==== Source passage

This time the response is less brisk and prompt. There is a long story of lost emails, best of intentions, and inexplicable silences. Finally, on 26th January 2010, one hundred and forty-four days into the new twenty-day response period and two hundred and fifty-eight days after I asked the original question, I am told:
“The Commission does hold some information relevant to your questions… Some discussions did take place.”

I see. So the Commission doesn’t hold any information on the matter. Only it does.

Naturally enough, in spite of the Commission’s almost obsessive addiction to openness and transparency, it isn’t going to give me any information about the discussions that took place. ‘This would not be in the public interest…’

I confess that at this point there is a little agitated me hopping around the room.

I write back to the Commission requesting – perhaps demanding would be a fairer way to put it – that they explain why they told me on 8th June 2009 that they didn’t have any information on this matter, and then told me on the 26th January 2010 that they did.

Which brings us neatly back to 28th May 2010, because I finally have my answer. It was all my own fault:
“Your request was narrowly phrased so that it only related to recorded information about whether or not the Commission formed a specific view about explanations or statements made by individuals in the course of our investigation. The Commission considered your request and following a detailed review of the Wendy Alexander case file (in both the original response and the Review) we did not identify any recorded information directly or indirectly relevant to your specific request as phrased in FOI 43/09.

========
==== Information given

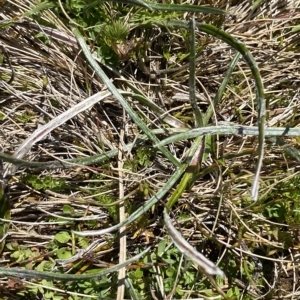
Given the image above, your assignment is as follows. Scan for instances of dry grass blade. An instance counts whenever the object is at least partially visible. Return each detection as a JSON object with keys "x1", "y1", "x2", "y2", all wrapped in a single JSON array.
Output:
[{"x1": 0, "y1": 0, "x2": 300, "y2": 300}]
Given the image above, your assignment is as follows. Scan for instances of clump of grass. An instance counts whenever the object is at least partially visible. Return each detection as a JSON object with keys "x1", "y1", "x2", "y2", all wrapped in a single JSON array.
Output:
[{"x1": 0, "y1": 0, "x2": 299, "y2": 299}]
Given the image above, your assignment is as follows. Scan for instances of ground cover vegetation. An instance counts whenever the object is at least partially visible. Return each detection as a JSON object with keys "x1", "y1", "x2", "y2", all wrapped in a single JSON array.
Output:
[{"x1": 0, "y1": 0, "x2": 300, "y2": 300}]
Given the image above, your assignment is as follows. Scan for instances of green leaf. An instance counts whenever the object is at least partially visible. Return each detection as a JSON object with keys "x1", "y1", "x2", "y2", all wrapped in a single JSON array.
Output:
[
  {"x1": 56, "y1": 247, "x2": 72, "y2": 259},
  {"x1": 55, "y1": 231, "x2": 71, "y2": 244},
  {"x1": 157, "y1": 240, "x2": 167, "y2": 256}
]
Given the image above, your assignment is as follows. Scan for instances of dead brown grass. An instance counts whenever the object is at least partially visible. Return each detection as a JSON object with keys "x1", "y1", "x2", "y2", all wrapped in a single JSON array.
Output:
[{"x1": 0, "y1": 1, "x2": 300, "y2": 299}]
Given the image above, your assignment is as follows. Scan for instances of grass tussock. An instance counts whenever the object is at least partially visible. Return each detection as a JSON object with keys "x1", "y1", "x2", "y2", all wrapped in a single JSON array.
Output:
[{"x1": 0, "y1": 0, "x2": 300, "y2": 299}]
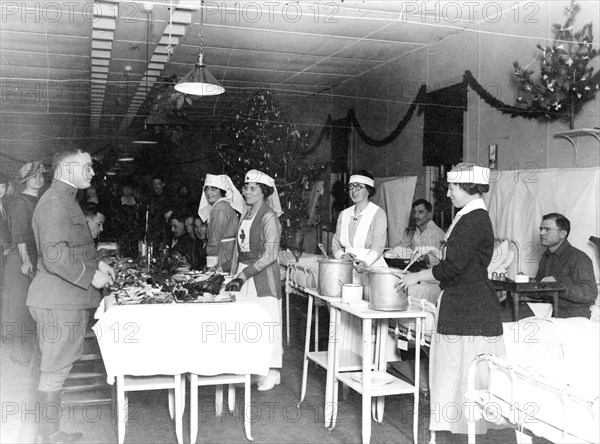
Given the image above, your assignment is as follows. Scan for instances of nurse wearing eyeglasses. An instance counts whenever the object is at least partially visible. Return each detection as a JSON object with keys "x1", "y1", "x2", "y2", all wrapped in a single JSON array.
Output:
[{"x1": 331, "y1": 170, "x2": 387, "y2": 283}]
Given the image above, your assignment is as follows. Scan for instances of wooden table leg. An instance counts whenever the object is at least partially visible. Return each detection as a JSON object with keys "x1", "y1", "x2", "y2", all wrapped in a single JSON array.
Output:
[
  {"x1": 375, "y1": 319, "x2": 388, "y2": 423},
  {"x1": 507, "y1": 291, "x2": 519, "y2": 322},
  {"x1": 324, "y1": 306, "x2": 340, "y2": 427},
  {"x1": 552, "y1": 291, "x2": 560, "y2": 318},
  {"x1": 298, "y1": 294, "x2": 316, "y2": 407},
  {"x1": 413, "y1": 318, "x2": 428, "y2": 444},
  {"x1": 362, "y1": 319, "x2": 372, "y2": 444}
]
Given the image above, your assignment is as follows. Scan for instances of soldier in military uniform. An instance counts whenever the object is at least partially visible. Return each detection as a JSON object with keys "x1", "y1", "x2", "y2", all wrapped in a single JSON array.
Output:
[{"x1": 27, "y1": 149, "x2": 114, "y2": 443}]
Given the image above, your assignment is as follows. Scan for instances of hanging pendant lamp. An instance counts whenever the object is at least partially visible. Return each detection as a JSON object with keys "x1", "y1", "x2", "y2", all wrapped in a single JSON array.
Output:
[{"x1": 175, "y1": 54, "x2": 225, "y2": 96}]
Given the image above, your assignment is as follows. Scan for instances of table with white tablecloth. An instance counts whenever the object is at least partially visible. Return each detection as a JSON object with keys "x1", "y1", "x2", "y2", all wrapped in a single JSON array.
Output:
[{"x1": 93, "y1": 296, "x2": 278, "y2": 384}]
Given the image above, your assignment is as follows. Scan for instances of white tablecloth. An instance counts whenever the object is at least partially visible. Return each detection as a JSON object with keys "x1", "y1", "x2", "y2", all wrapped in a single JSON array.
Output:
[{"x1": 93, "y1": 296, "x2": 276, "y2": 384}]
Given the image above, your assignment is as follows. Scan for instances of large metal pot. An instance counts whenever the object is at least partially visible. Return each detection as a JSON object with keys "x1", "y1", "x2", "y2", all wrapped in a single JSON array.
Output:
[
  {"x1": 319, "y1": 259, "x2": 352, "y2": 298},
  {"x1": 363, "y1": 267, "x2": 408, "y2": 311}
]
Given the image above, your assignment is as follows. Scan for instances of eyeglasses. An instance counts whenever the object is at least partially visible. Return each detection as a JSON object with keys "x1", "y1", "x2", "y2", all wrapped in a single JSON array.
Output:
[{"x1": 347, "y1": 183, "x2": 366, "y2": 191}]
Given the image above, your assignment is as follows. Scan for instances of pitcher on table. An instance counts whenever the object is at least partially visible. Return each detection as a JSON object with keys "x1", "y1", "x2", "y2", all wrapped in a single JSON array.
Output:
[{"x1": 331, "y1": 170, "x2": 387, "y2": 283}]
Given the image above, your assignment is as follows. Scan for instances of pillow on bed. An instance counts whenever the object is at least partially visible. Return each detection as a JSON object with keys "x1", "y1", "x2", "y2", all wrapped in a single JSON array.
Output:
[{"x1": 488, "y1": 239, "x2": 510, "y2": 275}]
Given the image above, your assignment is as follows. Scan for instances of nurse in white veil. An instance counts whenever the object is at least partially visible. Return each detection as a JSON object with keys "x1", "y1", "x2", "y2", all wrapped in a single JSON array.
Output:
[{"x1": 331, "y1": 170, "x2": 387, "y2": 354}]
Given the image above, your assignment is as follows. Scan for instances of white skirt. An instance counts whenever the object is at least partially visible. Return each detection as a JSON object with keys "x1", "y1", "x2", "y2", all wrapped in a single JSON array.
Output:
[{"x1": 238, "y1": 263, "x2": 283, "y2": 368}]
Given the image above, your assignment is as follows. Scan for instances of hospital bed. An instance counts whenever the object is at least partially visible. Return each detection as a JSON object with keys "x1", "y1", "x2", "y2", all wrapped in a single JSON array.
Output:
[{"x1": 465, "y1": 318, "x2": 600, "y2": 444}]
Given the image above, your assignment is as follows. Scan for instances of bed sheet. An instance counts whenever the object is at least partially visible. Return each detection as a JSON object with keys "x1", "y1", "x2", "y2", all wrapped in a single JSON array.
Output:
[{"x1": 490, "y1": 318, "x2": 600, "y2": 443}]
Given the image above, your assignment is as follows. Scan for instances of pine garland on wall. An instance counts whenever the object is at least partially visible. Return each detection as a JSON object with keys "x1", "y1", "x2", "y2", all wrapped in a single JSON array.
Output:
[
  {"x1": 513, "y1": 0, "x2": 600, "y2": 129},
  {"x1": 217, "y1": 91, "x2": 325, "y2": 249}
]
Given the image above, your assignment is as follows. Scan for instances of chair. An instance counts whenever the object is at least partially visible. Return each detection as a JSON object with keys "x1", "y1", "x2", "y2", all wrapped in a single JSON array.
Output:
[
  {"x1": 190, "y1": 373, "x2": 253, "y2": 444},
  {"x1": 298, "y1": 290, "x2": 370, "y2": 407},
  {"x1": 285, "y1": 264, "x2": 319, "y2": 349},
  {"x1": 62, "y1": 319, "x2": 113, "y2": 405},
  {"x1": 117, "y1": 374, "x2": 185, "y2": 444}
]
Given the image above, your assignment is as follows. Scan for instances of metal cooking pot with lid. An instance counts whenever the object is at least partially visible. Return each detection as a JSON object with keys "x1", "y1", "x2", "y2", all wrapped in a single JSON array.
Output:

========

Task list.
1. List each calendar date that appears in the passage about the information request to the Commission, giving each date only once, in order of first appearance.
2. From the passage about the information request to the Commission, write out the section starting at "Naturally enough, in" and ending at "around the room.".

Outputs in order.
1.
26th January 2010
8th June 2009
28th May 2010

2.
Naturally enough, in spite of the Commission’s almost obsessive addiction to openness and transparency, it isn’t going to give me any information about the discussions that took place. ‘This would not be in the public interest…’

I confess that at this point there is a little agitated me hopping around the room.